MATERIAL FOR THIS EXERCISE –
▬▬▬▬▬▬

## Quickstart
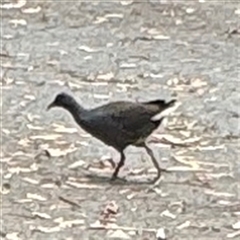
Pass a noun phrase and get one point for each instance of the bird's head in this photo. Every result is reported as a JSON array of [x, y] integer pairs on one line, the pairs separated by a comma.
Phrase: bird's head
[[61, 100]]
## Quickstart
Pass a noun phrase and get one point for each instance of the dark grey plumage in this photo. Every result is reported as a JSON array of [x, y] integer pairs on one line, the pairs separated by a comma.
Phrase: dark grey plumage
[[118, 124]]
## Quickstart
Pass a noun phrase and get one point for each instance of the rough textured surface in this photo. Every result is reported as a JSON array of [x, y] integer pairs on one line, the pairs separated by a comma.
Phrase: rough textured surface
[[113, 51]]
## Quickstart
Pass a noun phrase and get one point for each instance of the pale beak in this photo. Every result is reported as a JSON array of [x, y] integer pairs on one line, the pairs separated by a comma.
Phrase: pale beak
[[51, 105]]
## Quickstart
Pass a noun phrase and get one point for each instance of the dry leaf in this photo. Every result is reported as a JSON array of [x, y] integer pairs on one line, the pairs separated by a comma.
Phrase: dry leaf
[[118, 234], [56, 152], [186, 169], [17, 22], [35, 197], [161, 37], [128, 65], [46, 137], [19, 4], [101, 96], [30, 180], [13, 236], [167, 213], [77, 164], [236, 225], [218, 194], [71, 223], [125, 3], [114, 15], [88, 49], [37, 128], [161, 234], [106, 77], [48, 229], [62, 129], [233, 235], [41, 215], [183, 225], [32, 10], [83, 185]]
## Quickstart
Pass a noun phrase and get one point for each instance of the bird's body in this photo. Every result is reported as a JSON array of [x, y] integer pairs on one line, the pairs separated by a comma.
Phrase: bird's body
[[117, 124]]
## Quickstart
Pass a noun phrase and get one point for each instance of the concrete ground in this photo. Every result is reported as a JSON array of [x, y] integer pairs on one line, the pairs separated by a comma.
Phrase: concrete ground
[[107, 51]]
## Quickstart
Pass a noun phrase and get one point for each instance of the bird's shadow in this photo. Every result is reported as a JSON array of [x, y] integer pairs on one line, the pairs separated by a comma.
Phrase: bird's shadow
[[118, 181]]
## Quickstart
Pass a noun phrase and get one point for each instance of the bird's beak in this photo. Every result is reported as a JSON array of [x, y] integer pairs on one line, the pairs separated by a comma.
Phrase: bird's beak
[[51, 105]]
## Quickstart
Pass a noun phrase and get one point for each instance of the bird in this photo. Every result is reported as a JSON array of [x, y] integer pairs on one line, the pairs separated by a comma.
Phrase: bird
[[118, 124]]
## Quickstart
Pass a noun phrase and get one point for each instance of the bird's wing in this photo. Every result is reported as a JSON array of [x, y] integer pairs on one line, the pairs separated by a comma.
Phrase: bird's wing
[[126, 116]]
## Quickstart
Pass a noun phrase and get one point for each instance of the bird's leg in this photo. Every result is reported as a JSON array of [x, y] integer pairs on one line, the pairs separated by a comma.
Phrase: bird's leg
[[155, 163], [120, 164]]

▬▬▬▬▬▬

All of the material above must be retyped exactly, line for line, with the images dropped.

PROBLEM SOLUTION –
## Quickstart
Pass a noun phrase and get one point for each instance of the bird's head in this photo. Every result is reported as a JSON array of [x, y] integer pairs on one line, the pairs separated by a comma.
Phrase: bird's head
[[61, 100]]
## Quickstart
Pass a noun phrase and get one point for each instance of the dark grey plumage in this photo. Every result is reported as a JSON array of [x, y] integer pairs on one line, the pairs separated by a comma.
Phrase: dark grey plumage
[[118, 124]]
## Quickstart
Pass a noun phrase and get one point for each instance of the rough textured surface in this photo. Every result is reported as a JSON array of [x, y] integer pairs on one line, the pairs separated by a comma.
Phrase: rough textured surface
[[113, 51]]
## Quickstart
Pass a noun phrase and get one point for each instance of the pale beak in this photo. Every result is reported as a JSON array of [x, y] integer pairs on one line, the pairs separated by a comma.
Phrase: pale beak
[[51, 105]]
## Quickstart
Pass a noun phrase and get one point for each instance of the dry leaf in this photo. Every result is reported as a JSON array of [x, y] integer pairs on one line, the pairs separated by a comma.
Phrase: dry leaf
[[118, 234], [56, 152], [186, 169], [17, 22], [35, 197], [161, 37], [128, 65], [46, 137], [19, 4], [101, 96], [30, 180], [13, 236], [167, 213], [77, 164], [236, 225], [218, 194], [71, 223], [125, 3], [114, 15], [88, 49], [37, 128], [161, 234], [106, 77], [48, 229], [62, 129], [233, 235], [41, 215], [183, 225], [32, 10], [83, 185]]
## Quickstart
Pass a noun phrase and get one point for each instance of the bird's body in this photo. Every result is reported as a JSON array of [x, y] integer pairs on one line, the pairs separated by a comma.
Phrase: bird's body
[[117, 124]]
## Quickstart
Pass a noun phrase and get one point for each instance of the concrete ground in this photo. Every result is reported as a JSON array of [x, y] integer pairs on one line, the pairs separated by a comma.
Phrase: concrete ground
[[107, 51]]
## Quickstart
Pass a noun phrase and get one point for each instance of the bird's shadow in this photo. Every result is reported as a JSON array of [x, y] integer pairs on one line, the pairs separated by a comma.
Phrase: bird's shadow
[[118, 181]]
## Quickstart
Pass a noun phrase and get one point for each instance of the bird's beak in this photo. Every result is reported as a JSON array of [x, y] integer pairs on one line, the pairs separated by a comma.
Phrase: bird's beak
[[51, 105]]
## Quickstart
Pass a noun phrase and get one point for each instance of the bird in this photo. Every result is reported as a JSON array of [x, y] integer pairs on one line, the pairs separated by a comma.
Phrase: bird
[[118, 124]]
## Quickstart
Pass a noun phrase and get one point for each instance of the bird's wing in this photo. Every result is reported as a JSON array of [x, y] integer pairs on one line, the pairs separated by a comma.
Phrase: bird's wing
[[126, 116]]
## Quickstart
Pass a noun phrase and get one point for each instance of the bird's leg in this photo. Every result is reported as a JSON array of [x, y] integer pairs on one line, the pairs separated by a comma.
Phrase: bird's leg
[[155, 163], [120, 164]]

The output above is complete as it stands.